__Actions to take__
a) In the astrophotography post, how many years has the author been using Optolong filters?
b) From the entries, give the lines between the one holding "query: the noun phrase to segment: man" and the one holding "63L179 57L171 52L171", inclusive, as a JSON list of strings, one string per line, with blank lines omitted.

__Page__
_ _ _ _ _

Astrophotographer Shawn Nielsen is testing SHO-3nm

source:Shawn Nielsen popularity:2169Release Time:2022-06-27

Astrophotographyer Shawn Nielsen is testing Optolong SHO-3nm 2" Type




This is my first image of 2022 and also first image taken using the new Optolong 3nm filters.

I haven’t had much in the way of opportunity to image with them. The past 2 months or more, we’ve had mostly cloud and snow. There were only 2 clear nights and I tried to accomplish a little bit of everything (like also testing the new L-Ultimate filter). 

I’ve used Optolong filters for the past 5 years now. They have performed well and are reasonably priced for the majority of backyard astrophotographers. Optolong sent me a set (Ha, OIII, SII) of their new 3nm filters and wanted me to try them out.

The advantage of 3nm filters vs the more common 7nm (or 6.5nm), is the bandpass is much narrower. This is good, especially for those backyard astro imagers dealing with light pollution. The 3nm filter will make sure that the data collected by the sensor is far more of the pure signal being emitted from the depths of space; and not unwanted photons such as light pollution from that street light or outside house light your neighbour likes to leave on while inside for the night.

_ _ _ _ _

__Material provided__
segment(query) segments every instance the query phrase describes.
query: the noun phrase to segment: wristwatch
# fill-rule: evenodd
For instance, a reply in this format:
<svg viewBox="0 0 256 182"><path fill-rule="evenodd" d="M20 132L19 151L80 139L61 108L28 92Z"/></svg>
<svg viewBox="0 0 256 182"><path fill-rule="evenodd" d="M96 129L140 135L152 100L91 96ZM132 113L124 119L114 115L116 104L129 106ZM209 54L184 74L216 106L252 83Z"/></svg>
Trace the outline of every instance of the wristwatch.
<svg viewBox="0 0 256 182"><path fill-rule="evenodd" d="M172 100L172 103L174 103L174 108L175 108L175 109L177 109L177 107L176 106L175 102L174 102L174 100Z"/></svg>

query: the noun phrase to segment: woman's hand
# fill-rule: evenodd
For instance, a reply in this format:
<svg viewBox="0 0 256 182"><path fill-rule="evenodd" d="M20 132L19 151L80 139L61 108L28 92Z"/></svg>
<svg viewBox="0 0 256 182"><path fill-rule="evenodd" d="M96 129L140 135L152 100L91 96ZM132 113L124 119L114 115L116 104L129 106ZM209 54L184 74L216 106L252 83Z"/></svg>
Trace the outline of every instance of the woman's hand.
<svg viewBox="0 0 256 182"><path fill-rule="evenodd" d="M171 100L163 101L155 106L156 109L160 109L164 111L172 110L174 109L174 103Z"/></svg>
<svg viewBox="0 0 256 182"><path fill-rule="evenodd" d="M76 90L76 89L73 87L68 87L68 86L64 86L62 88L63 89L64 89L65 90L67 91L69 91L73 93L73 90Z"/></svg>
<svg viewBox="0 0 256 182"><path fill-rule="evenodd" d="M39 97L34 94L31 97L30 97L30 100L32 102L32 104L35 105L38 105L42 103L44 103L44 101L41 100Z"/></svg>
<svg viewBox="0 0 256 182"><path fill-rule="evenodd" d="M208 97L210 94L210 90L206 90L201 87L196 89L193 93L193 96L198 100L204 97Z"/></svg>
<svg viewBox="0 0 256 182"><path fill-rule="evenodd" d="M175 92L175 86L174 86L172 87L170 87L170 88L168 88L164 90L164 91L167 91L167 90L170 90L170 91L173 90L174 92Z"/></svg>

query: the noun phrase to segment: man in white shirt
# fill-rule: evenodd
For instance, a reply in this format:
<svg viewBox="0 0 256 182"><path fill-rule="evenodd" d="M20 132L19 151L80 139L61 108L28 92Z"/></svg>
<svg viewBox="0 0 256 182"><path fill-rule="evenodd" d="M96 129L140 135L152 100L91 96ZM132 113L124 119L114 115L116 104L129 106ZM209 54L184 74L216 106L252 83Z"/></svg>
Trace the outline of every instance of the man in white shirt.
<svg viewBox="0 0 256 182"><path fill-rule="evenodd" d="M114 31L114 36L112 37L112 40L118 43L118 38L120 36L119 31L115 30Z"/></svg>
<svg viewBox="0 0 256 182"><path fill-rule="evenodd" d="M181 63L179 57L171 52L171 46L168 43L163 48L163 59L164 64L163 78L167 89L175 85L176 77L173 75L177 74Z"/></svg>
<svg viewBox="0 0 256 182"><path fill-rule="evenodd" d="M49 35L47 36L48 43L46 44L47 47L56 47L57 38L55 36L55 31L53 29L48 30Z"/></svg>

_ _ _ _ _

__Solved problems__
a) The author has used Optolong filters for 5 years.

b)
[
  "query: the noun phrase to segment: man in white shirt",
  "# fill-rule: evenodd",
  "For instance, a reply in this format:",
  "<svg viewBox=\"0 0 256 182\"><path fill-rule=\"evenodd\" d=\"M20 132L19 151L80 139L61 108L28 92Z\"/></svg>",
  "<svg viewBox=\"0 0 256 182\"><path fill-rule=\"evenodd\" d=\"M96 129L140 135L152 100L91 96ZM132 113L124 119L114 115L116 104L129 106ZM209 54L184 74L216 106L252 83Z\"/></svg>",
  "Trace the outline of every instance of the man in white shirt.",
  "<svg viewBox=\"0 0 256 182\"><path fill-rule=\"evenodd\" d=\"M114 31L114 36L112 37L112 40L118 43L118 38L120 36L119 31L115 30Z\"/></svg>",
  "<svg viewBox=\"0 0 256 182\"><path fill-rule=\"evenodd\" d=\"M181 63L179 57L171 52L171 46L168 43L163 48L163 59L164 64L163 78L167 89L175 85L176 77L173 75L177 74Z\"/></svg>"
]